EXERCISE REQUIREMENTS => Only lines containing "walking" are wanted from the data below. Copy those lines.

##### SOURCE INFORMATION

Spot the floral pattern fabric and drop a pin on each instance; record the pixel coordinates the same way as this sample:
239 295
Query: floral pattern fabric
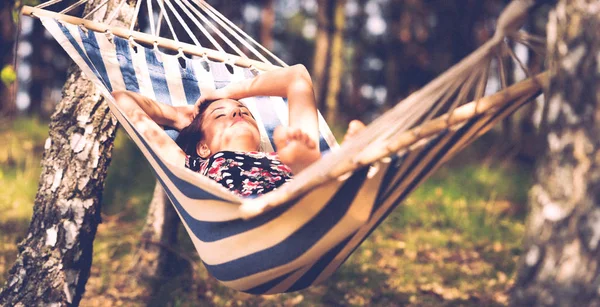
245 173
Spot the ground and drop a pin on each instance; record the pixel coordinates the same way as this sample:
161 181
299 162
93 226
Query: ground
454 241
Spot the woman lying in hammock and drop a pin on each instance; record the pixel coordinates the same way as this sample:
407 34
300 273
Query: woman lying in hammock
221 140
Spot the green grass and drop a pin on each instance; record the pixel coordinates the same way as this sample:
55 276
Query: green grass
454 241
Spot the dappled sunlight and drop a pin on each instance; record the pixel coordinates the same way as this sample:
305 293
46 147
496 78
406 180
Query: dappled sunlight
455 240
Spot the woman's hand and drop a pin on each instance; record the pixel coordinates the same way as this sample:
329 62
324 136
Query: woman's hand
209 94
184 116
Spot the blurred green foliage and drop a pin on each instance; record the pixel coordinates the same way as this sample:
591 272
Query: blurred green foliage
454 241
8 75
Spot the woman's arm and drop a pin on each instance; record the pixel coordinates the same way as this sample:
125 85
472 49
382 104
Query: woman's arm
293 83
164 115
146 115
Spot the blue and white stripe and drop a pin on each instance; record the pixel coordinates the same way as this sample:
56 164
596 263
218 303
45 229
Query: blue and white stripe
289 247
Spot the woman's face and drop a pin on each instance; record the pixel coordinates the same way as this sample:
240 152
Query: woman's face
228 125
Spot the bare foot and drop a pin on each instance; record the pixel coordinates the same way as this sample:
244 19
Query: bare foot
295 148
354 127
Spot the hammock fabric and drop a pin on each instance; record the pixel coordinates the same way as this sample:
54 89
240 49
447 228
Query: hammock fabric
301 233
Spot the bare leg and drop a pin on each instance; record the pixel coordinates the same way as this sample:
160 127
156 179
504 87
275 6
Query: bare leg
295 148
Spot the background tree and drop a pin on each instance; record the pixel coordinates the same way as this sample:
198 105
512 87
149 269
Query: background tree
8 31
54 259
560 262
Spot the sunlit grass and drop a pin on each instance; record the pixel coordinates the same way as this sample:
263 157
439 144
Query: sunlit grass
453 241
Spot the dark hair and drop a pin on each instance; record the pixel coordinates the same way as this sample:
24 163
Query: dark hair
192 134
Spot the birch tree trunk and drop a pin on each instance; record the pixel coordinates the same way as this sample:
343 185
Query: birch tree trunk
8 31
54 259
322 50
336 63
560 264
267 23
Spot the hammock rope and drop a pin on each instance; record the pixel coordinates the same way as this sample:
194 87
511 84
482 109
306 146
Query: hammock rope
300 234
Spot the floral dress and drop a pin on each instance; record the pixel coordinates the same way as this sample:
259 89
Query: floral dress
244 173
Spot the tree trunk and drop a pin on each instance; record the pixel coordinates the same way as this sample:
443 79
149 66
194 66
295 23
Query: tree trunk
160 230
322 50
336 63
560 266
54 259
267 23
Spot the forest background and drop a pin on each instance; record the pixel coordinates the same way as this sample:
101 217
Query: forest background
455 240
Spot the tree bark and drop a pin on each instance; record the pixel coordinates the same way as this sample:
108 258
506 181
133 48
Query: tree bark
267 23
336 63
54 259
322 50
560 264
8 31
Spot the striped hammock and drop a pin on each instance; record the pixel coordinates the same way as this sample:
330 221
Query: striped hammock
301 233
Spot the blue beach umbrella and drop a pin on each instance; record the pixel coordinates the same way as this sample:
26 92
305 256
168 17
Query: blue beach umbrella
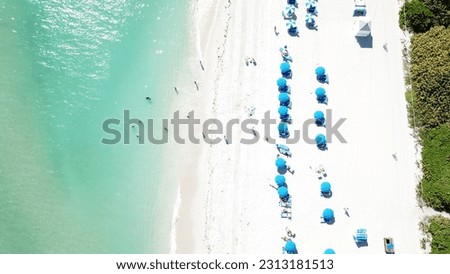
290 247
318 115
329 251
280 163
291 24
285 67
325 187
328 214
280 180
284 98
309 19
282 83
283 111
310 6
320 92
283 192
320 71
289 10
321 139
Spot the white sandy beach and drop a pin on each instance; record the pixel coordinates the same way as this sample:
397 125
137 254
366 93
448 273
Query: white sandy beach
227 204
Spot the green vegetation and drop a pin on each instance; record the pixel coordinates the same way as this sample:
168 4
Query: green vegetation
435 184
422 15
437 230
428 99
430 74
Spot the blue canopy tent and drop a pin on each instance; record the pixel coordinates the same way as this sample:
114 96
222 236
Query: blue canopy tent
321 141
283 130
285 69
292 27
325 187
321 75
290 247
329 251
285 99
280 180
309 19
321 96
289 11
311 6
284 115
282 85
280 163
328 215
320 118
283 192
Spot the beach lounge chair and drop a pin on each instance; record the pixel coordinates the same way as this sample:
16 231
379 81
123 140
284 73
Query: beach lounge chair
322 99
286 213
361 235
360 8
286 204
292 2
389 245
322 78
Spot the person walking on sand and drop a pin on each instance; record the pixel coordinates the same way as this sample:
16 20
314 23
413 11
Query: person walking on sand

##########

WRITTEN ANSWER =>
Spot the person walking on sand and drop a pin on each instance; record the pixel coordinates the same way as this sample:
Query: person walking on sand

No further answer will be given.